PROBLEM:
Could you return every line of the material that contains the word "round"?
START RECORD EXCERPTS
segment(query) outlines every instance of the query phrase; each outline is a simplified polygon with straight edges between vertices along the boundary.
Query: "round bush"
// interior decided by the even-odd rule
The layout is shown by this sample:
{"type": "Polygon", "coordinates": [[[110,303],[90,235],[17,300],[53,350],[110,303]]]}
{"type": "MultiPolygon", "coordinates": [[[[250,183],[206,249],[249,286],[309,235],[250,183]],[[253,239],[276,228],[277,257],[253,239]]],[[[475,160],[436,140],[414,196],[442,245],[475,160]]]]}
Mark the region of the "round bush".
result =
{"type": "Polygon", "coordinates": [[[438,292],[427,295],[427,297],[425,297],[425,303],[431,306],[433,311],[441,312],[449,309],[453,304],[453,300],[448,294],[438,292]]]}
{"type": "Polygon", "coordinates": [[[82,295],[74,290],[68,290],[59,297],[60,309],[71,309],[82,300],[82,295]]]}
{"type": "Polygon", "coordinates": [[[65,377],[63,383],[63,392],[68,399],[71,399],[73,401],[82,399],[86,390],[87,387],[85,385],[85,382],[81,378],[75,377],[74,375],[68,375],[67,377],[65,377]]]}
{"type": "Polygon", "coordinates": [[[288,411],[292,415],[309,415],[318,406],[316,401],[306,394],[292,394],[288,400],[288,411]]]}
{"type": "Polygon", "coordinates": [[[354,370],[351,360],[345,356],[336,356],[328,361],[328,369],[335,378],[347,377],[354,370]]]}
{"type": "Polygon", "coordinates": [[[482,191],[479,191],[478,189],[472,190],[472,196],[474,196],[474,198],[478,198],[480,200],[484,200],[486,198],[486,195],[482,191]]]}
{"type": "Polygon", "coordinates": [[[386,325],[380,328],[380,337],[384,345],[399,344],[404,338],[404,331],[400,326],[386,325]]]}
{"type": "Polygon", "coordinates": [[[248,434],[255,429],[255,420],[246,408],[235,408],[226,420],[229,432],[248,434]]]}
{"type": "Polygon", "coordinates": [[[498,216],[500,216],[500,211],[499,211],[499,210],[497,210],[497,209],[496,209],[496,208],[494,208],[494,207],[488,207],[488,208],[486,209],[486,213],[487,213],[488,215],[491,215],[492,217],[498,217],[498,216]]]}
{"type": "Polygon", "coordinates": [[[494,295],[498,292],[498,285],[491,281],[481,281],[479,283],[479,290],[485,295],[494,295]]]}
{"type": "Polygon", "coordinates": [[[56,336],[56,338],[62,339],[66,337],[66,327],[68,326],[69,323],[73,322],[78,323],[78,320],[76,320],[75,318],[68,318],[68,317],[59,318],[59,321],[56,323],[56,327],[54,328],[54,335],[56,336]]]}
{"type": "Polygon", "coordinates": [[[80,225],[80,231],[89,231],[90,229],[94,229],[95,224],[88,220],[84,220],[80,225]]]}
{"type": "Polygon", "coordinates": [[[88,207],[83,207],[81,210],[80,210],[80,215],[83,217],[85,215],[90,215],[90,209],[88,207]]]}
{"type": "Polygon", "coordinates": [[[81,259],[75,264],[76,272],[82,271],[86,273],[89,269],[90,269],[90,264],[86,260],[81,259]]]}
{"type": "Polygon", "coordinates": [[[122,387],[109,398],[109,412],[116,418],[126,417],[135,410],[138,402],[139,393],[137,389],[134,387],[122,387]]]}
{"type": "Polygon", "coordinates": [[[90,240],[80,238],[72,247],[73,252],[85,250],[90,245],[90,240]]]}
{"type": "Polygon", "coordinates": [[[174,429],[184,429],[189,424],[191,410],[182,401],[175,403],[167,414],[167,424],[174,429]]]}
END RECORD EXCERPTS
WRITTEN RESPONSE:
Query: "round bush"
Mark the region of the "round bush".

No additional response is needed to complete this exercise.